Task description.
Reproduce the data below line for line, with no changes.

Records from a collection

------------------------------------------------------------

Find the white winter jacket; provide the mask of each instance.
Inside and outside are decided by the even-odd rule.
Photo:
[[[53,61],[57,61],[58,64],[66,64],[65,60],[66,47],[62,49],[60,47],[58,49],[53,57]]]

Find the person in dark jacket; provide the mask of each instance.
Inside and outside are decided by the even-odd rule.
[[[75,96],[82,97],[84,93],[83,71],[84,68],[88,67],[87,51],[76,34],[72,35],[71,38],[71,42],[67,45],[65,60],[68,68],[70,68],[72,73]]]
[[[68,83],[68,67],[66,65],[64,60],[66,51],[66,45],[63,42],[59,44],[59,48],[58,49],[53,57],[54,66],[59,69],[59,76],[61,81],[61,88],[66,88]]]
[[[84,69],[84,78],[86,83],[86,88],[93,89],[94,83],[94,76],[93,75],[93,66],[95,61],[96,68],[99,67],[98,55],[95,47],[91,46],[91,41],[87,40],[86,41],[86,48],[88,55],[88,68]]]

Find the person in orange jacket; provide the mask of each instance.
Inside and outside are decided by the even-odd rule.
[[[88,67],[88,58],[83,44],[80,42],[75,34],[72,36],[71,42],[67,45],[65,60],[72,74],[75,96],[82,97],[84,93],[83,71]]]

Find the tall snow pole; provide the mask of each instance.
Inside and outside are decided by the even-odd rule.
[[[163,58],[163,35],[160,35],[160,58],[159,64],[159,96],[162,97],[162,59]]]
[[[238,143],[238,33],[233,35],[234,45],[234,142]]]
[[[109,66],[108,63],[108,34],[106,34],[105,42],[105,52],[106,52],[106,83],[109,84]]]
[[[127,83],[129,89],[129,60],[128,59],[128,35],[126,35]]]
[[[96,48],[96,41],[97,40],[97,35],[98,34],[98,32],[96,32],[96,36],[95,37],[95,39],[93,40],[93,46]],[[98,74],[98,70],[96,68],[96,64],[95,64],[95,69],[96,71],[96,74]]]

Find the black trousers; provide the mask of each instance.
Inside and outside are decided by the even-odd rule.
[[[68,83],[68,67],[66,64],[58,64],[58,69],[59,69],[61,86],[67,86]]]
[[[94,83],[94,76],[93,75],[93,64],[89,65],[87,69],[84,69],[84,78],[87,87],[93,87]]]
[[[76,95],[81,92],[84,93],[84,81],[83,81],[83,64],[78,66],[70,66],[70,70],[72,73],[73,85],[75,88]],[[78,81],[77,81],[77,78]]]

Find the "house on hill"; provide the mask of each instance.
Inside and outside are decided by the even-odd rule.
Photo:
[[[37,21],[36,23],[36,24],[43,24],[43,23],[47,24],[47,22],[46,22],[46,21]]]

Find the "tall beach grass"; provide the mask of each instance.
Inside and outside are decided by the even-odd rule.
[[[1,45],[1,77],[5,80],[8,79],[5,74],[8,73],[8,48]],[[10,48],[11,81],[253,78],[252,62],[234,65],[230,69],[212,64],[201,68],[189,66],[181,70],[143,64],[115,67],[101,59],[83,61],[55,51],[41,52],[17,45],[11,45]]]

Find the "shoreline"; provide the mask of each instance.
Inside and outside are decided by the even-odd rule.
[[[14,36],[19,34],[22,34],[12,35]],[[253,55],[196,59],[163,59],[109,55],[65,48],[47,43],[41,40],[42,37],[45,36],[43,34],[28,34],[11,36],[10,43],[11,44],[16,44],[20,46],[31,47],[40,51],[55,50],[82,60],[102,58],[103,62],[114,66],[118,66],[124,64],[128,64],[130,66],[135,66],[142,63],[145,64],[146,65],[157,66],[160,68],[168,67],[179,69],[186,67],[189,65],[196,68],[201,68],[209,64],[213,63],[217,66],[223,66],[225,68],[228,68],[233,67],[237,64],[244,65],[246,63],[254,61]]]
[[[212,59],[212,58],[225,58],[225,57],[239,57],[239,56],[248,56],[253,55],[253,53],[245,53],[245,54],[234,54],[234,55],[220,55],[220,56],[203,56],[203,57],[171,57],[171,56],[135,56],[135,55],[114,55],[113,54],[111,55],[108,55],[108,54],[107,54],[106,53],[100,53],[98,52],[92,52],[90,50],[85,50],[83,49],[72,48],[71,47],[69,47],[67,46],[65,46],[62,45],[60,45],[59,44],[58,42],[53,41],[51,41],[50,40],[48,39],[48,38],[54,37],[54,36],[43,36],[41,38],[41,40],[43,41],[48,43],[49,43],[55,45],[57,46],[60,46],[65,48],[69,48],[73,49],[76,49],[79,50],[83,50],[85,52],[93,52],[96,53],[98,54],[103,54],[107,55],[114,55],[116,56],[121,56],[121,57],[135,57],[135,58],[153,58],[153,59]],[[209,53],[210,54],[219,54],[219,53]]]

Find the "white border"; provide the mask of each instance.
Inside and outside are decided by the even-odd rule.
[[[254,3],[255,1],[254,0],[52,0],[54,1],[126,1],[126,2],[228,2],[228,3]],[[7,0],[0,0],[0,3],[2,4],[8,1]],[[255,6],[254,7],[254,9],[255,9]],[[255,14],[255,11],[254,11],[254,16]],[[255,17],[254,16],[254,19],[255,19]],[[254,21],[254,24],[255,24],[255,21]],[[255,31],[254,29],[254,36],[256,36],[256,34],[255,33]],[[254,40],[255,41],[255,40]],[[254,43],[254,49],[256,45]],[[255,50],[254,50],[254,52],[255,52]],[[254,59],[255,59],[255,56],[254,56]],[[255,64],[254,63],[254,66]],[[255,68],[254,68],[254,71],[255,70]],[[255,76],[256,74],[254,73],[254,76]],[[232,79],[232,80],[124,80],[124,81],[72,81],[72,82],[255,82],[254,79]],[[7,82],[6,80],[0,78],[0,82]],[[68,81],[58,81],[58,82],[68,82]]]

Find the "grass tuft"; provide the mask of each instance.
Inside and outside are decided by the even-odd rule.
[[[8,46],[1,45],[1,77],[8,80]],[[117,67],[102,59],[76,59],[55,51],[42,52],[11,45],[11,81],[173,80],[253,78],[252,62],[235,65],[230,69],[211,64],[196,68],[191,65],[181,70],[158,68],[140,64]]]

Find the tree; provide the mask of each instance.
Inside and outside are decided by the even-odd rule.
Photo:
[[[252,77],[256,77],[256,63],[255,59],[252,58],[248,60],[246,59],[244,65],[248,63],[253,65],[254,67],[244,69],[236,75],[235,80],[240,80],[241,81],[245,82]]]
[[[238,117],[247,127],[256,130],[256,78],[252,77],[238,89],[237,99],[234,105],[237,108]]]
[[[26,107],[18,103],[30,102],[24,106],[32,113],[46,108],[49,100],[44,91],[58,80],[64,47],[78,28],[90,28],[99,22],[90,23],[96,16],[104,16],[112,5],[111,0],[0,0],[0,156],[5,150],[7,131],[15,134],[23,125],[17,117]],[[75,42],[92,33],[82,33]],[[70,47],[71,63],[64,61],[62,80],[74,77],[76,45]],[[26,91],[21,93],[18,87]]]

------------------------------------------------------------

Full solution.
Find the white winter jacket; provide the mask of each instance.
Inside and outside are decided by the even-odd rule.
Photo:
[[[53,61],[57,61],[58,64],[66,64],[65,60],[66,47],[62,49],[60,47],[58,49],[53,57]]]

Find the person in dark jacket; provide the mask of each instance.
Inside and outside are decided by the even-odd rule.
[[[75,96],[82,97],[84,93],[83,71],[84,68],[88,67],[87,51],[76,34],[72,35],[71,38],[71,42],[67,45],[65,60],[68,68],[70,68],[72,73]]]
[[[68,83],[68,67],[66,65],[64,60],[66,51],[66,45],[63,42],[59,44],[59,48],[58,49],[53,57],[54,66],[59,69],[59,76],[61,81],[61,88],[66,88]]]
[[[84,69],[84,78],[86,83],[86,88],[93,89],[94,83],[94,76],[93,75],[93,66],[95,61],[96,68],[99,67],[98,55],[95,47],[91,46],[91,41],[87,40],[86,41],[86,48],[88,55],[88,68]]]

Find the person in orange jacket; provide the mask of each instance.
Inside and outside are decided by the even-odd rule.
[[[88,67],[88,58],[83,44],[80,42],[75,34],[72,36],[71,42],[67,45],[65,60],[72,74],[75,96],[82,97],[84,93],[83,71]]]

Find the tall snow pole; provide the mask of each instance.
Inside and outside are decided by the even-odd rule.
[[[163,58],[163,35],[160,35],[160,58],[159,64],[159,96],[162,97],[162,59]]]
[[[238,143],[238,33],[233,35],[234,45],[234,142]]]
[[[109,66],[108,63],[108,34],[106,34],[105,42],[105,52],[106,52],[106,83],[109,84]]]
[[[127,83],[129,89],[129,60],[128,59],[128,35],[126,35]]]
[[[96,48],[96,41],[97,40],[97,35],[98,34],[98,32],[96,32],[96,36],[95,37],[95,39],[93,40],[93,46]],[[98,74],[98,70],[96,68],[96,64],[95,64],[95,69],[96,71],[96,74]]]

Find the black trousers; provide the mask of each instance.
Inside and outside are decided by the even-odd rule.
[[[68,83],[68,67],[66,64],[58,64],[58,69],[59,69],[61,86],[67,86]]]
[[[94,83],[94,76],[93,75],[93,64],[89,65],[87,69],[84,69],[84,78],[87,87],[93,87]]]
[[[76,95],[81,92],[84,93],[84,81],[83,81],[83,64],[78,66],[70,66],[70,70],[72,73],[73,85],[75,88]],[[78,81],[77,81],[77,78]]]

Find the "house on hill"; provide the mask of each instance.
Inside and outside are decided by the even-odd rule.
Photo:
[[[37,21],[36,23],[36,24],[43,24],[43,23],[47,24],[47,22],[46,22],[46,21]]]

Find the "tall beach grass"; provide the mask of each instance.
Inside and outside are decided by the even-odd rule.
[[[1,45],[1,77],[5,80],[8,79],[5,74],[8,73],[8,48]],[[10,48],[11,81],[253,78],[252,62],[234,65],[230,69],[212,64],[201,68],[189,66],[181,70],[143,64],[115,67],[101,59],[83,61],[55,51],[41,52],[17,45],[11,45]]]

Find the "shoreline"; provide the mask of each instance.
Inside and outside are decided by the even-odd rule.
[[[14,36],[19,34],[22,34],[12,35]],[[253,55],[196,59],[163,59],[109,55],[65,48],[47,43],[41,40],[42,37],[45,36],[43,34],[28,34],[11,36],[10,43],[11,44],[16,44],[20,46],[31,47],[40,51],[55,50],[82,60],[102,58],[103,62],[114,66],[118,66],[124,64],[128,64],[130,66],[135,66],[142,63],[145,64],[146,65],[157,66],[160,68],[168,67],[179,69],[186,67],[189,65],[196,68],[201,68],[209,64],[213,63],[217,66],[223,66],[225,68],[228,68],[233,67],[237,64],[244,65],[246,63],[254,61]]]
[[[212,59],[212,58],[225,58],[225,57],[239,57],[239,56],[248,56],[253,55],[253,53],[245,53],[245,54],[234,54],[234,55],[220,55],[220,56],[203,56],[203,57],[171,57],[171,56],[135,56],[135,55],[114,55],[113,54],[111,55],[108,55],[108,54],[107,54],[106,53],[100,53],[98,52],[92,52],[90,50],[85,50],[83,49],[72,48],[71,47],[69,47],[67,46],[65,46],[62,45],[60,45],[59,44],[58,42],[53,41],[51,41],[50,40],[48,39],[48,38],[54,37],[54,36],[43,36],[41,38],[41,40],[43,41],[48,43],[49,43],[55,45],[57,46],[60,46],[65,48],[69,48],[73,49],[76,49],[79,50],[83,50],[85,52],[93,52],[96,53],[98,54],[103,54],[107,55],[114,55],[116,56],[121,56],[121,57],[135,57],[135,58],[153,58],[153,59]],[[209,53],[210,54],[219,54],[219,53]]]

Find the "white border"; provide the mask of each instance.
Inside and outside are decided by the even-odd rule.
[[[254,3],[255,1],[254,0],[52,0],[54,1],[126,1],[126,2],[228,2],[228,3]],[[7,0],[0,0],[0,3],[2,4],[8,1]],[[255,6],[254,7],[254,9],[255,9]],[[255,14],[255,11],[254,11],[254,16]],[[255,17],[254,16],[254,19],[255,19]],[[254,21],[254,24],[255,24],[255,21]],[[255,31],[254,29],[254,36],[256,36],[256,34],[255,33]],[[254,40],[255,41],[255,40]],[[254,43],[254,49],[256,45]],[[255,50],[254,50],[254,52],[255,52]],[[254,59],[255,59],[255,56],[254,56]],[[255,64],[254,63],[254,66]],[[255,68],[254,68],[254,71],[255,70]],[[255,76],[256,74],[254,73],[254,76]],[[232,79],[232,80],[124,80],[124,81],[72,81],[72,82],[255,82],[254,79]],[[7,82],[6,80],[0,78],[0,82]],[[68,81],[58,81],[58,82],[68,82]]]

Find the "grass tuft"; provide the mask of each instance.
Inside and outside are decided by the even-odd rule.
[[[8,46],[1,45],[1,77],[8,80]],[[117,67],[102,59],[76,59],[55,51],[42,52],[11,45],[11,81],[173,80],[253,78],[252,62],[235,65],[230,69],[211,64],[196,68],[191,65],[181,70],[158,68],[140,64]]]

Find the tree; provide the mask of each instance.
Inside and outside are decided by the even-odd rule.
Photo:
[[[252,77],[256,77],[256,63],[255,59],[252,58],[248,60],[246,59],[244,65],[248,63],[253,65],[254,67],[244,69],[236,75],[235,80],[240,80],[241,81],[245,82]]]
[[[238,117],[247,127],[256,130],[256,78],[252,77],[238,89],[237,99],[234,105],[237,108]]]
[[[26,107],[18,103],[30,102],[24,106],[32,113],[46,108],[49,100],[44,91],[58,80],[64,47],[78,28],[90,28],[99,22],[90,23],[96,16],[104,16],[112,5],[111,0],[0,0],[0,156],[5,150],[7,131],[15,134],[23,125],[17,117]],[[75,42],[92,33],[82,33]],[[70,47],[71,63],[64,61],[62,80],[74,77],[76,45]],[[26,91],[21,93],[18,87]]]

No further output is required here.